Reescreva todas as linhas dos registros abaixo, inclusive os pedidos, e aumente em 49 cada coordenada das respostas.
^^^^^^^^
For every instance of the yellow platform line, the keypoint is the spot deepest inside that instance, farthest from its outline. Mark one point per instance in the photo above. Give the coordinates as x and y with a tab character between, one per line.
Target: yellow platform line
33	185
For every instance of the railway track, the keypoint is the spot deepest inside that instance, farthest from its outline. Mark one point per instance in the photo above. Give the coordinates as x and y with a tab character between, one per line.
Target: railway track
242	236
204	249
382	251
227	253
^^^^^^^^
§ **A resposta**:
For every instance of the yellow platform line, the keypoint is the spot deepest inside that instance, farthest from its outline. Mark one point per instance in the photo above. Give the coordinates as x and y with a tab character between, one per line.
Target: yellow platform line
82	234
For every instance of the railway track, the keypoint is the spot deepest inside that instance, farthest from its outline. Mark one point per instance in the photo above. Give the coordinates as x and y with a tab character between, one per line.
Target: railway track
291	285
253	298
431	300
276	302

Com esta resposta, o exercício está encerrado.